TASK INPUTS:

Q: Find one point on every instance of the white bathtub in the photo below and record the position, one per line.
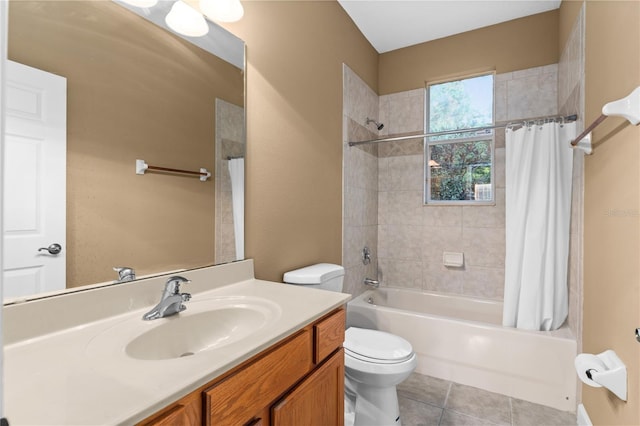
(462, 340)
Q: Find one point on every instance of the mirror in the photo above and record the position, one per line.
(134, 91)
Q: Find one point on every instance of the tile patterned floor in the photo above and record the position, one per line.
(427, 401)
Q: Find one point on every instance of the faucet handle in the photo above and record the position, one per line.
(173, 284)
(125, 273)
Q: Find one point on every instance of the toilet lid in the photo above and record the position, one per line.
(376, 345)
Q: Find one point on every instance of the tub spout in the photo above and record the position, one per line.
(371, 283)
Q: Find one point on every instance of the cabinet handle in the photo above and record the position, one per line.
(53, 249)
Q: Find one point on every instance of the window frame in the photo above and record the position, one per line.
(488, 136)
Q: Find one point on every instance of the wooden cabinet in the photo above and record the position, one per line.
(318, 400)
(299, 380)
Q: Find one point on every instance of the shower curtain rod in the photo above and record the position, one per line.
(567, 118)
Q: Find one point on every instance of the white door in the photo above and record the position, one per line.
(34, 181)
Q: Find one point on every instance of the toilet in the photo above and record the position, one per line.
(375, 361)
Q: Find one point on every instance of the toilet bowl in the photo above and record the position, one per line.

WHAT THE TASK ASKS: Nothing but the text is wanted: repeat the data above exactly, without its images.

YOUR RESPONSE:
Q: Find one point on every instance of the white bathtub in the photo below and record the position, one per line.
(462, 340)
Q: Find one point on every instance of the mirror in the photo above and record the position, one per line.
(134, 91)
Q: Find one point on every instance of the tile patterned floor in the photo above and record the position, one per line.
(427, 401)
Q: Find one point on every instance of the faucet handle in the photo above and record the position, one per line.
(173, 284)
(125, 273)
Q: Find one point on every instance of the toilet lid in the photo above and record the position, one per line.
(376, 345)
Q: Find one point on every instance of the tub spout in the photo above and record the position, one per line.
(371, 283)
Q: Find one point on every instance of the cabinet handle in the photo above and record the position, one per line.
(53, 249)
Q: Find one point on every instance of the window frame in the photo above and record the position, one per line.
(488, 136)
Q: Find one point on every instance of the wooden cabinet in the photo above and record the position, one per line.
(318, 400)
(299, 380)
Q: Find one point on every instance of the shower curtain rod in the photo above and record the position, one per line.
(567, 118)
Q: Find one point on every instance of the white door in the photo above and record the position, one per line.
(34, 181)
Q: Find one point on every instance of the toilet in the photo above and record the position, one per line.
(375, 361)
Q: Find one point on every instance of the toilet bowl in the photo above and record the position, one per line.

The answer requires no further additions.